* _Задания_
A - Продублируйте фрагмент цитируемого отрывка от слов «А я тем временем» до слов «постели два месяца.».
B - Представьте в виде нумерованного списка только строки записей от строки с «Could you please mark the gloved» до последней строки записей включительно, без пустых строк.

* _Цитируемый отрывок_

****************************************

Позже я узнал, что Иван ходил к психиатру вместо меня, за меня. Психиатр был поклонником кино, так что Милош Форман получал скидку. Иван знал меня вдоль и поперек, поэтому для него не представляло сложности описать мои симптомы, рассказать мои мечты, попытаться сыграть мои реакции. Добрый доктор ничего не заметил, хотя в конце концов Иван признался ему, что я подвергался психоанализу через посредника.
А я тем временем пошел на поправку. Когда я встал, чтобы пойти в ванную, я внезапно обнаружил, что могу задержаться в комнате. Я даже смог немного посмотреть в окно. Я сполз по ступенькам и уселся на диван в гостиной. Потом, утром, я вышел в садик. Я стоял на открытом пространстве, вдыхая свежий воздух, все еще в пижаме, но воображаемая лихорадка уже не мучила меня. Я пролежал в постели два месяца.

****************************************

* _Входные данные_
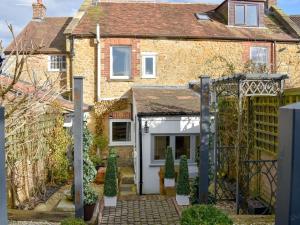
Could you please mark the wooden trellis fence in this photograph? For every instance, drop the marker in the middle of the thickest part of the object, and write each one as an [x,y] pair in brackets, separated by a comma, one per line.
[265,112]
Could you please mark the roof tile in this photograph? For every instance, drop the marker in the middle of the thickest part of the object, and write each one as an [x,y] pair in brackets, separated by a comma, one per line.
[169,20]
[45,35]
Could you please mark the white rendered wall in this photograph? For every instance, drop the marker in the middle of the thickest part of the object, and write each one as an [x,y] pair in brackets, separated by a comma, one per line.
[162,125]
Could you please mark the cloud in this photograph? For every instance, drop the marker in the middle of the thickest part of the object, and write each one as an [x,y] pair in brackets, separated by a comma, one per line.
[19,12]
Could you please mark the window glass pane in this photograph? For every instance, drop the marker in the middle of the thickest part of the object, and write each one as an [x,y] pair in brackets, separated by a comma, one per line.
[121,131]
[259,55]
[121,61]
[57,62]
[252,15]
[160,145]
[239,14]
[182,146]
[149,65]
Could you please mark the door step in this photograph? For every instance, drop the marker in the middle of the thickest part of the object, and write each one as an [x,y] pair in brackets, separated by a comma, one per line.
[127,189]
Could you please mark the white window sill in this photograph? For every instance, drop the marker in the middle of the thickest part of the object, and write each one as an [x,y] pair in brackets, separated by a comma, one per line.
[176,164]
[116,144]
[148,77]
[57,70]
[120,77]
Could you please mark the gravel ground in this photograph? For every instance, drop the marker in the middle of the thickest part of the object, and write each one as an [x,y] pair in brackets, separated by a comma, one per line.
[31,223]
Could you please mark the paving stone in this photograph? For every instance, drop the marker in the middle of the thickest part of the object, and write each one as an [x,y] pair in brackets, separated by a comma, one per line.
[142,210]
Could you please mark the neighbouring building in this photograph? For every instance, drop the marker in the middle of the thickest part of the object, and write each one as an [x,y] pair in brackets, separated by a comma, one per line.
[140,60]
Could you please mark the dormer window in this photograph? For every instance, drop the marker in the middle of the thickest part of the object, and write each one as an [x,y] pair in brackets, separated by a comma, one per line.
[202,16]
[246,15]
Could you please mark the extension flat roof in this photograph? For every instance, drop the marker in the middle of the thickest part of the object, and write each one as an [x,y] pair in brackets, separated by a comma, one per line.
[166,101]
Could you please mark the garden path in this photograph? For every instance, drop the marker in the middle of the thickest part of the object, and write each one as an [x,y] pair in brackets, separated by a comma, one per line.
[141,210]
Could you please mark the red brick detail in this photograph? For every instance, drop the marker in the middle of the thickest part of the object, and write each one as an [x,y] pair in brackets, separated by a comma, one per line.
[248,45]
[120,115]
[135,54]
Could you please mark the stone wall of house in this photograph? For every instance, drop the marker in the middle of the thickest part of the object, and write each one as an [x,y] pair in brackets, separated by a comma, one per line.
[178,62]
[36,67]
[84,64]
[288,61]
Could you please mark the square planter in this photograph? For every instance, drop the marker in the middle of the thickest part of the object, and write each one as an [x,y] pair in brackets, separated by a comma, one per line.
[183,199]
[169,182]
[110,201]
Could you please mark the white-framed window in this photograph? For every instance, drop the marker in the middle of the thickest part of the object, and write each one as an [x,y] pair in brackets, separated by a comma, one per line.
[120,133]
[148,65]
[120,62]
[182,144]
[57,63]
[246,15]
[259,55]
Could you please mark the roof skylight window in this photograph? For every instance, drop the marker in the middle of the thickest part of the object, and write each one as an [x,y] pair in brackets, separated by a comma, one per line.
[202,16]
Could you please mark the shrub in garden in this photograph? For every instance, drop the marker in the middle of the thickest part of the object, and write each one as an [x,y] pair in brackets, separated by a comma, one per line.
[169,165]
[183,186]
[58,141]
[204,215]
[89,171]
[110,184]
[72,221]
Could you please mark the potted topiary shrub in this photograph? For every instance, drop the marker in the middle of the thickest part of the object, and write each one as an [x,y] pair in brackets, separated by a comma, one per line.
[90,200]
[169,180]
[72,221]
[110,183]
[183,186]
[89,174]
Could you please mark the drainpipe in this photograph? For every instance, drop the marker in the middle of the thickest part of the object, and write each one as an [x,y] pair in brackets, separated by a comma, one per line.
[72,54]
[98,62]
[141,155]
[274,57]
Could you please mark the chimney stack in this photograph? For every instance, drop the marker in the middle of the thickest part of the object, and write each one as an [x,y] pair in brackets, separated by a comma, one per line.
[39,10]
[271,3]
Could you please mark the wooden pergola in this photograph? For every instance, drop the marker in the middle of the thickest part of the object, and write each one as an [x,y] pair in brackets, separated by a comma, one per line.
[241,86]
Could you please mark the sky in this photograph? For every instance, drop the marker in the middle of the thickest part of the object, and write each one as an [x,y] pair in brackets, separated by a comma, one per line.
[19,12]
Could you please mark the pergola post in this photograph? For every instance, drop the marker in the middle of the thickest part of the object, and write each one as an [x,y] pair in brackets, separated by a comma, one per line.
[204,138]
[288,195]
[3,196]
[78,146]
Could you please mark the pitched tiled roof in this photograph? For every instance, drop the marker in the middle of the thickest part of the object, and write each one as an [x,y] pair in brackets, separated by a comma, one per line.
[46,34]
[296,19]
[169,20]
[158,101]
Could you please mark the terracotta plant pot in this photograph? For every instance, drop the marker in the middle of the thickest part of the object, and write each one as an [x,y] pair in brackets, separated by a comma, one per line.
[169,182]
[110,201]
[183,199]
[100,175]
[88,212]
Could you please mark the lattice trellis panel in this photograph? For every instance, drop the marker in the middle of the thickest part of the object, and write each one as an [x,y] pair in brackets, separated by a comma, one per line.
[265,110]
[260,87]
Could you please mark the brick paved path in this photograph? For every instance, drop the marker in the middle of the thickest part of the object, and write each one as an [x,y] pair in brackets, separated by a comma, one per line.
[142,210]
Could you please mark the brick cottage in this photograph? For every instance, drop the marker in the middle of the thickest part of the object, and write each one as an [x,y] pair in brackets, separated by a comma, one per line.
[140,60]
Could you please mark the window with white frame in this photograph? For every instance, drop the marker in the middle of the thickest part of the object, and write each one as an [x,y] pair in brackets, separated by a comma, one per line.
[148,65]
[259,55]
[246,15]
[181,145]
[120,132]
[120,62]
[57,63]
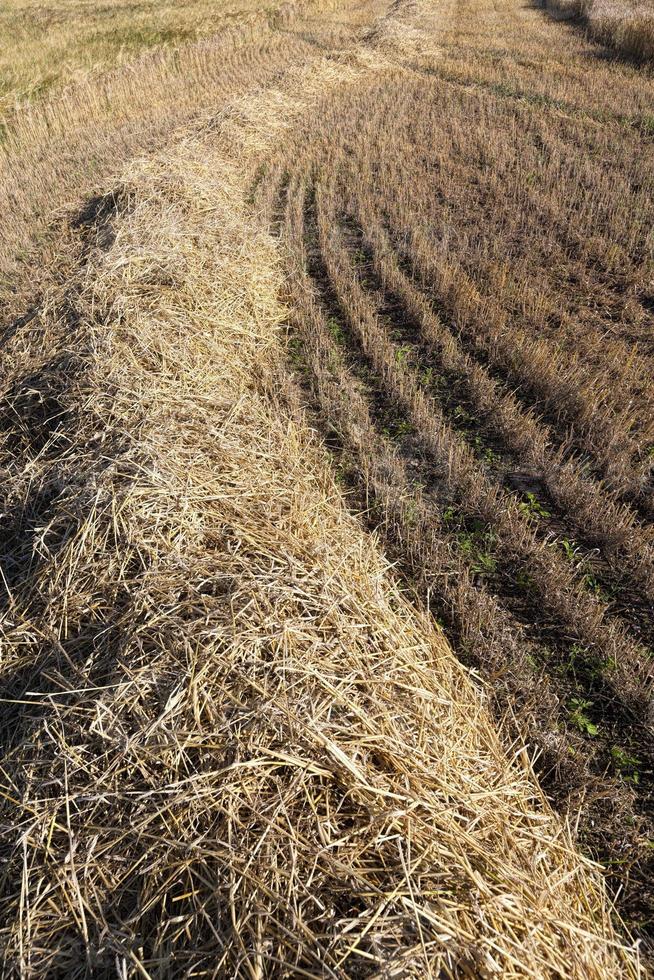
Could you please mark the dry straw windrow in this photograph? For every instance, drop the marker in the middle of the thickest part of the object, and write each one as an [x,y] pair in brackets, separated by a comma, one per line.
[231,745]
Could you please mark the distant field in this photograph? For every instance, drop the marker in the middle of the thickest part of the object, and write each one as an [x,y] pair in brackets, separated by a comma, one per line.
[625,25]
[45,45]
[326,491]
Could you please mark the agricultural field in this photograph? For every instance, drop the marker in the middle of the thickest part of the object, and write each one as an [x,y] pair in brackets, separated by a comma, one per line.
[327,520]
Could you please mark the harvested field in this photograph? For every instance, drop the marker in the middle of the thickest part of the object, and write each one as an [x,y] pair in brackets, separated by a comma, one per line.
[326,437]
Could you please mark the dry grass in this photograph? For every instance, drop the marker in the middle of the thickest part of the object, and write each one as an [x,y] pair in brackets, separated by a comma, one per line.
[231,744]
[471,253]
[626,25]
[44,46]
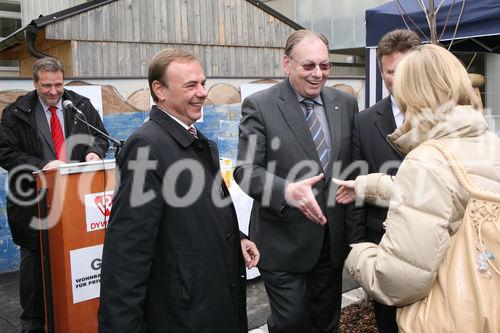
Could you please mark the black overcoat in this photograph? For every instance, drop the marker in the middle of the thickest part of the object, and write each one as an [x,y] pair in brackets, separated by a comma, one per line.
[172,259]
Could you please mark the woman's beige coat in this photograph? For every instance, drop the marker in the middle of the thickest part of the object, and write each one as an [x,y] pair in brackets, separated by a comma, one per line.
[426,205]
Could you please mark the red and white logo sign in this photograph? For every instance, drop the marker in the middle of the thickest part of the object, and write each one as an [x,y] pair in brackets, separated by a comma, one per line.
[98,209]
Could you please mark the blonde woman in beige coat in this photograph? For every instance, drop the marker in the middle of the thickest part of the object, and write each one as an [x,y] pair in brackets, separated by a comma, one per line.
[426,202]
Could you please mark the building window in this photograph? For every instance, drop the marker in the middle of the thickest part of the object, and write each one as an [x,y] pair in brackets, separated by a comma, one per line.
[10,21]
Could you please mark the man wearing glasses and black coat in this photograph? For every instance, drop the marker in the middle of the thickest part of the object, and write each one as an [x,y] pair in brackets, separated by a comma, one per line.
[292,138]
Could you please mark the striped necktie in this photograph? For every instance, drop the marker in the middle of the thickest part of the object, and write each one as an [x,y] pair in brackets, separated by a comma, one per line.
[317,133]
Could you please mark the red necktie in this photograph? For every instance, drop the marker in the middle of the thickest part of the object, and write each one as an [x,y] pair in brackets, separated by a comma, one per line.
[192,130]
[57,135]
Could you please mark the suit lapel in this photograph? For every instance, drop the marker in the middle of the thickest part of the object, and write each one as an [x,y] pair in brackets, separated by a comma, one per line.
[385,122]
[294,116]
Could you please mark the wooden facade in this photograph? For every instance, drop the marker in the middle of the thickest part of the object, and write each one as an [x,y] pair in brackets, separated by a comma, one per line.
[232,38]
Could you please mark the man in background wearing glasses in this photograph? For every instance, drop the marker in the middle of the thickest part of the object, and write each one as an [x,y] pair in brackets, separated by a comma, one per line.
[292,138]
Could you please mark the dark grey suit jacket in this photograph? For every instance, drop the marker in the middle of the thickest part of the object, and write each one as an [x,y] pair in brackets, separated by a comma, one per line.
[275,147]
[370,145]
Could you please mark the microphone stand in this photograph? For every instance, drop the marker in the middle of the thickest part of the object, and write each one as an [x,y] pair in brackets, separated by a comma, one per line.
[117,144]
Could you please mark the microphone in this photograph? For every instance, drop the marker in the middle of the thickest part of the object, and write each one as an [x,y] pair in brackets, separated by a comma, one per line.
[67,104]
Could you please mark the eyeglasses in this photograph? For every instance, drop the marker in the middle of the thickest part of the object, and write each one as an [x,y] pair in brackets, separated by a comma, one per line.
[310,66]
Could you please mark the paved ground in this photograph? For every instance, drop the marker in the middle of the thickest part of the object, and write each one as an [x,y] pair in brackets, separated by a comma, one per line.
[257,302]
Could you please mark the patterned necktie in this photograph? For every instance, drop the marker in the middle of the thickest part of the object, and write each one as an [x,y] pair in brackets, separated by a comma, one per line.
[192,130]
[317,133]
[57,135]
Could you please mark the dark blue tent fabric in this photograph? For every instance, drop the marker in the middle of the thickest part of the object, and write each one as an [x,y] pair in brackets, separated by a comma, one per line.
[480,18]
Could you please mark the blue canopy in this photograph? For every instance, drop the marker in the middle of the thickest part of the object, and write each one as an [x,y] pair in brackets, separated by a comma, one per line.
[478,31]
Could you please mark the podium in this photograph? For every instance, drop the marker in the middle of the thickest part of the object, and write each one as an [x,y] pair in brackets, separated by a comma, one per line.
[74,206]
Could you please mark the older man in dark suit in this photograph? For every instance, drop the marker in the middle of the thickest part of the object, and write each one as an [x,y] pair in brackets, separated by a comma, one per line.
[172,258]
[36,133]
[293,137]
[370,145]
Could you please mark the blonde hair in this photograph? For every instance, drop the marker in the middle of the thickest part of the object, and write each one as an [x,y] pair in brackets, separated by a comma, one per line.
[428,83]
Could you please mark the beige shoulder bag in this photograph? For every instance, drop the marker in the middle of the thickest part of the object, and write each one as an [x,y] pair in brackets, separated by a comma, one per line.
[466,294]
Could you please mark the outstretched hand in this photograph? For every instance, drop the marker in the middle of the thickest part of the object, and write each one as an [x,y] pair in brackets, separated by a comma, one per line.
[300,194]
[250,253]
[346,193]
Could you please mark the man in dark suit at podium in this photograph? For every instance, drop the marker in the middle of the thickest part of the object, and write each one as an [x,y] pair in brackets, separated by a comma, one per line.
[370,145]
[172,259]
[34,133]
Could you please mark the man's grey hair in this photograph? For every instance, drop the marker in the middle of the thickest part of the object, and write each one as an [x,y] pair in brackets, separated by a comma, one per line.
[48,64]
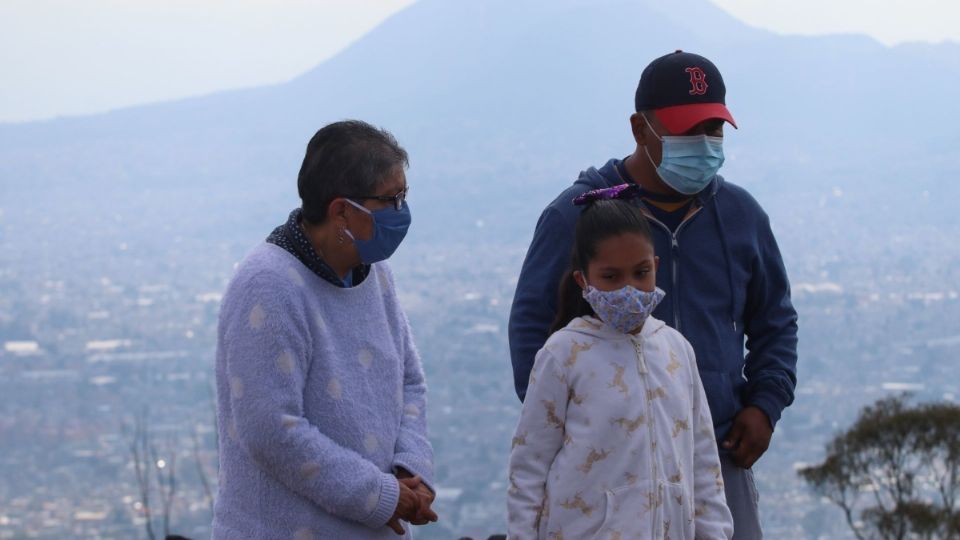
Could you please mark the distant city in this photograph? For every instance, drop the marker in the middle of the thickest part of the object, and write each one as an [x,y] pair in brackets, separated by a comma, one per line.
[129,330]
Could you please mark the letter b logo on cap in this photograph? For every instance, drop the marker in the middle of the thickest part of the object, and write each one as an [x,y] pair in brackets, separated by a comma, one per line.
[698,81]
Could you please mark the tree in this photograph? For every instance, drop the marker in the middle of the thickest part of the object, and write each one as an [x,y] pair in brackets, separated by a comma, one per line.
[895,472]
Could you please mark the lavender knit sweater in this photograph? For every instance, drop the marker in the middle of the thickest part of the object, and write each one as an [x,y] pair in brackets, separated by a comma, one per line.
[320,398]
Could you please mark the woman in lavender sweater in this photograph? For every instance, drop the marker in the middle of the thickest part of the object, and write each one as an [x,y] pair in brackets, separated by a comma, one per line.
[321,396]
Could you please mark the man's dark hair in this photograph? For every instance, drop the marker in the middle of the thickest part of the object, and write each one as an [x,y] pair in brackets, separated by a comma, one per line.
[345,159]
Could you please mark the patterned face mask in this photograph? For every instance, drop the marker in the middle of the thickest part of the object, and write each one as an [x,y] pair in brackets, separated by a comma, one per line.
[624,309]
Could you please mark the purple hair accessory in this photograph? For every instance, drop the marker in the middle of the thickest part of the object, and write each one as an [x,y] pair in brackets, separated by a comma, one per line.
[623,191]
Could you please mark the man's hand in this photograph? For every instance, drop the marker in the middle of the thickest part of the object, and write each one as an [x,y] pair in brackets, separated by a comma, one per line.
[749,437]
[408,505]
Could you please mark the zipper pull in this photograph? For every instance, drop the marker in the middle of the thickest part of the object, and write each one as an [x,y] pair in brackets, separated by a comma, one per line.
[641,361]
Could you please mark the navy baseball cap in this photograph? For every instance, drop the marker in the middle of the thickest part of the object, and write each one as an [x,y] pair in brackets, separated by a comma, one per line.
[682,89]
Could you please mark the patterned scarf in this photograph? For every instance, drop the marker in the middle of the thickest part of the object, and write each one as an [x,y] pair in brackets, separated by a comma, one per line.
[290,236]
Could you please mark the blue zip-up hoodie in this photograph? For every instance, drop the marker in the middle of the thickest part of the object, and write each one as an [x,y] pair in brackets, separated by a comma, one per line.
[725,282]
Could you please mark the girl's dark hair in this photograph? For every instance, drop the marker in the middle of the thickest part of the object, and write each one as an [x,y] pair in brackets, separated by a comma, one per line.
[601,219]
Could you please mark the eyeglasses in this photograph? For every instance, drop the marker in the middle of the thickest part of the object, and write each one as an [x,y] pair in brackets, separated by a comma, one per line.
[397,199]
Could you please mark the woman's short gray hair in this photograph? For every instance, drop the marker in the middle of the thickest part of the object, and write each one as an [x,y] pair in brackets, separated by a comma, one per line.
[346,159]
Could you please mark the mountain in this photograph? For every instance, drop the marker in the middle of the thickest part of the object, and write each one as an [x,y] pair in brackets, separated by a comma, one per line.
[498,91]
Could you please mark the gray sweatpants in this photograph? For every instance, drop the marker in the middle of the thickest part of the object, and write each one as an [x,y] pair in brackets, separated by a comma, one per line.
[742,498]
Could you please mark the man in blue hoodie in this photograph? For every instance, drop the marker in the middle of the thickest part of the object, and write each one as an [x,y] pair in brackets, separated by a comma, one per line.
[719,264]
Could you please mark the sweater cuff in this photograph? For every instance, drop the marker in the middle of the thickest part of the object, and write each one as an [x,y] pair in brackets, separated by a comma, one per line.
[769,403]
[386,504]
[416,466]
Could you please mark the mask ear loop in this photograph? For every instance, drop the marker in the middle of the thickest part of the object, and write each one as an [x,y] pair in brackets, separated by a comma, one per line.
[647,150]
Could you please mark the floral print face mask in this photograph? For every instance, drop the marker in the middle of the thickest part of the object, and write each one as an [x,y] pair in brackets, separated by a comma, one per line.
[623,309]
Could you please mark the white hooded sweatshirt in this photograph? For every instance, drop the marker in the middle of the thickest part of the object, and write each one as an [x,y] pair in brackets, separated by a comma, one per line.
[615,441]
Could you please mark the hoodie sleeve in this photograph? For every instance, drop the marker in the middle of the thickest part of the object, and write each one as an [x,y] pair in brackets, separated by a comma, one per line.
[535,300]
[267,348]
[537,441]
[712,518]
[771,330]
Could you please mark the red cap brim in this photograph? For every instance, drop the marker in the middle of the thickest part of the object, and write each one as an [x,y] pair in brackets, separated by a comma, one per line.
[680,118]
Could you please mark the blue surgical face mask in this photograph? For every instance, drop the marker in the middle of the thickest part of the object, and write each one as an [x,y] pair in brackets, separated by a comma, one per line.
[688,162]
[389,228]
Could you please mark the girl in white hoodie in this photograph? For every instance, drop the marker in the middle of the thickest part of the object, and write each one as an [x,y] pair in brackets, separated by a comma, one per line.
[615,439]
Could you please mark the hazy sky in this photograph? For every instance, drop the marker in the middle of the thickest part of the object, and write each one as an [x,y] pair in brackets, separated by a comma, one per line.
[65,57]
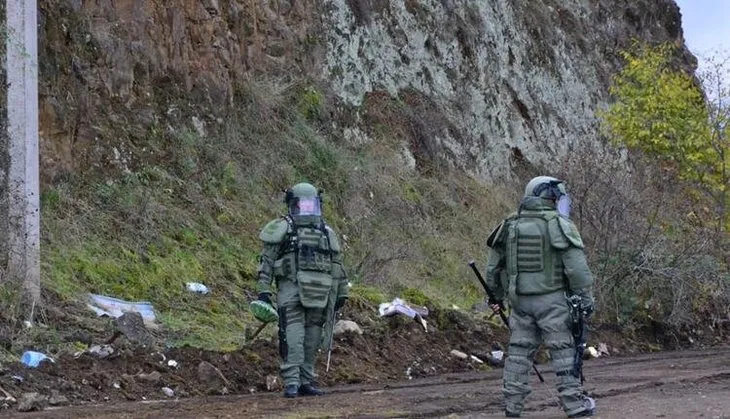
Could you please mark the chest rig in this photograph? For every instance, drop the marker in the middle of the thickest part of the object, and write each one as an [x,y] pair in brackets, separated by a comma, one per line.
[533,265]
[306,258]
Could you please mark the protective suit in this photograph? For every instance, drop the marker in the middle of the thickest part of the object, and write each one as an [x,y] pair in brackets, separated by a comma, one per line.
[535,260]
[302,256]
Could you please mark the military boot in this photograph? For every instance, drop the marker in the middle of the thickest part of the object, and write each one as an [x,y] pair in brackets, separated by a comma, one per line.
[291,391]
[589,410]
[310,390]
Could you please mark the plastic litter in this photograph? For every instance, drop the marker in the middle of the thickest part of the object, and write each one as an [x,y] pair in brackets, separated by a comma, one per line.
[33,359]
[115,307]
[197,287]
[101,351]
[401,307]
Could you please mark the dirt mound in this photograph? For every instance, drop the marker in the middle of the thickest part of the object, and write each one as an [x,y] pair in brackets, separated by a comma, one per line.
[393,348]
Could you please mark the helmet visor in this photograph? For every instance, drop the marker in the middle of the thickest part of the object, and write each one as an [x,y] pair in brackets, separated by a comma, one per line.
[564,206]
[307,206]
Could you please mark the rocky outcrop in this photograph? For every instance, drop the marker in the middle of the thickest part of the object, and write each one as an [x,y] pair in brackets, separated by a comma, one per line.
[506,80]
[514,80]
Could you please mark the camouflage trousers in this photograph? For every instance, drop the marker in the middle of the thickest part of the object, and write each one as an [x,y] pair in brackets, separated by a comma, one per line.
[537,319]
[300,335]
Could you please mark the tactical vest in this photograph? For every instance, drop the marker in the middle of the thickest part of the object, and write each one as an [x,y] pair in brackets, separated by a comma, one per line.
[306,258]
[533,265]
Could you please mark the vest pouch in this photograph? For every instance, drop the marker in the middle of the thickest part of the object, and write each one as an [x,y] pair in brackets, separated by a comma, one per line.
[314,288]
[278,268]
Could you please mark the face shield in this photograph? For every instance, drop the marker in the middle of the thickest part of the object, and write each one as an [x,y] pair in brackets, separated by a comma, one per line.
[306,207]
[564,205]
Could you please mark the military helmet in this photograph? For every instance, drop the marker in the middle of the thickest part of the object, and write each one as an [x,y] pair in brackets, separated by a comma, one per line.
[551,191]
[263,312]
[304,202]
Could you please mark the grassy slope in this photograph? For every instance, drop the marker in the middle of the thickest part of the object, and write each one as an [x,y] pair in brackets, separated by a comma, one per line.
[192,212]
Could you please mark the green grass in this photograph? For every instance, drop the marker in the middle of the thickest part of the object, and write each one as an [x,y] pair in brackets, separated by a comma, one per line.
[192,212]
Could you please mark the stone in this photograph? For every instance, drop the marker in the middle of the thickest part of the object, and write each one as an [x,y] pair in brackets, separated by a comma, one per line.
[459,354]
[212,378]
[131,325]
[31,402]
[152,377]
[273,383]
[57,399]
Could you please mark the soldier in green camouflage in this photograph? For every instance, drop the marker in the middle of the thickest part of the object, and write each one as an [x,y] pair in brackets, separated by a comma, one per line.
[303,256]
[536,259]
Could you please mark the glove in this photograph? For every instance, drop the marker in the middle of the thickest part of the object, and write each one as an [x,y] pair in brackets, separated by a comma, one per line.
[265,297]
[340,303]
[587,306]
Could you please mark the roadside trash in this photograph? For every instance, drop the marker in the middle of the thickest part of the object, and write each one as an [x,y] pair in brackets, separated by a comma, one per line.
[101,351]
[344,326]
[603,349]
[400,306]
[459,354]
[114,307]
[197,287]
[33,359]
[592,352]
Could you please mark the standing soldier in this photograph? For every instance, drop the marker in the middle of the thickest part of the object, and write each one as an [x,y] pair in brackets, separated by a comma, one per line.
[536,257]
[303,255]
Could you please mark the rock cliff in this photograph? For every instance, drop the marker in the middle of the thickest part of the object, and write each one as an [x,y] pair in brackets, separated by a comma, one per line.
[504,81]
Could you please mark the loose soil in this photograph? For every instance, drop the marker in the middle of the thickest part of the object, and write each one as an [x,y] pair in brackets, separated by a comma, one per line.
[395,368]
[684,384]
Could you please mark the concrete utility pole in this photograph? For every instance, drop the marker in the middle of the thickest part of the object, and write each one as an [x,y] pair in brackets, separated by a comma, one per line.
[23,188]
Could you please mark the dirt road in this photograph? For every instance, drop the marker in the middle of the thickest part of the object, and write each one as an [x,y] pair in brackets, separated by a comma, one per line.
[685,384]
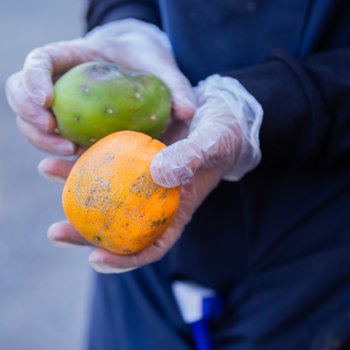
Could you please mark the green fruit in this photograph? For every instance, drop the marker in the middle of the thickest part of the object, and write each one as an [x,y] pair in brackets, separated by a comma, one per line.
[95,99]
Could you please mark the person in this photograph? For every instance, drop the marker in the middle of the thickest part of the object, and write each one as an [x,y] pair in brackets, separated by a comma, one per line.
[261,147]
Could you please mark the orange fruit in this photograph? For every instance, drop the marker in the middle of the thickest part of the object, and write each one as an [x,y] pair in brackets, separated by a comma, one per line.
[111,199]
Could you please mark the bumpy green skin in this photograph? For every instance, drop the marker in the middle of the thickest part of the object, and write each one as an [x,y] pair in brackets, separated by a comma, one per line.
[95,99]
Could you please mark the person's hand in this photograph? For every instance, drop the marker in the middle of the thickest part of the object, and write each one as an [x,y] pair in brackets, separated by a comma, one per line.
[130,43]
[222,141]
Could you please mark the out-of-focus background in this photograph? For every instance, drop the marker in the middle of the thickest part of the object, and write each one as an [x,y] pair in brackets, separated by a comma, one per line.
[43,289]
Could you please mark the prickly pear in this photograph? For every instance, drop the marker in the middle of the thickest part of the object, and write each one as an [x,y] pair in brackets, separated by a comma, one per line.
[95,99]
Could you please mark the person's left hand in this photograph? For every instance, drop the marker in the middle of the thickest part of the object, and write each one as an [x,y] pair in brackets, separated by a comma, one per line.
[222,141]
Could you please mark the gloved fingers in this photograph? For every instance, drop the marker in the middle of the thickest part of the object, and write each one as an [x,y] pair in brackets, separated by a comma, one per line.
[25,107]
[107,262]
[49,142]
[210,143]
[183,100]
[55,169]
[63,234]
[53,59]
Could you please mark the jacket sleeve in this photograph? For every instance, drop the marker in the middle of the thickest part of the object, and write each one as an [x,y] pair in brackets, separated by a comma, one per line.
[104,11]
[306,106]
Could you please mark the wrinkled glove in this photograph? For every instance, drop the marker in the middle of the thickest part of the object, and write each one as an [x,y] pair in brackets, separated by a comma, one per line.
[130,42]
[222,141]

****************************************

* _Ответы по заданиям_
A -
А я тем временем пошел на поправку. Когда я встал, чтобы пойти в ванную, я внезапно обнаружил, что могу задержаться в комнате. Я даже смог немного посмотреть в окно. Я сполз по ступенькам и уселся на диван в гостиной. Потом, утром, я вышел в садик. Я стоял на открытом пространстве, вдыхая свежий воздух, все еще в пижаме, но воображаемая лихорадка уже не мучила меня. Я пролежал в постели два месяца.

B -
1. Could you please mark the gloved fingers in this photograph? For every instance, drop the marker in the middle of the thickest part of the object, and write each one as an [x,y] pair in brackets, separated by a comma, one per line.
2. [25,107]
3. [107,262]
4. [49,142]
5. [210,143]
6. [183,100]
7. [55,169]
8. [63,234]
9. [53,59]
10. Could you please mark the jacket sleeve in this photograph? For every instance, drop the marker in the middle of the thickest part of the object, and write each one as an [x,y] pair in brackets, separated by a comma, one per line.
11. [104,11]
12. [306,106]
13. Could you please mark the wrinkled glove in this photograph? For every instance, drop the marker in the middle of the thickest part of the object, and write each one as an [x,y] pair in brackets, separated by a comma, one per line.
14. [130,42]
15. [222,141]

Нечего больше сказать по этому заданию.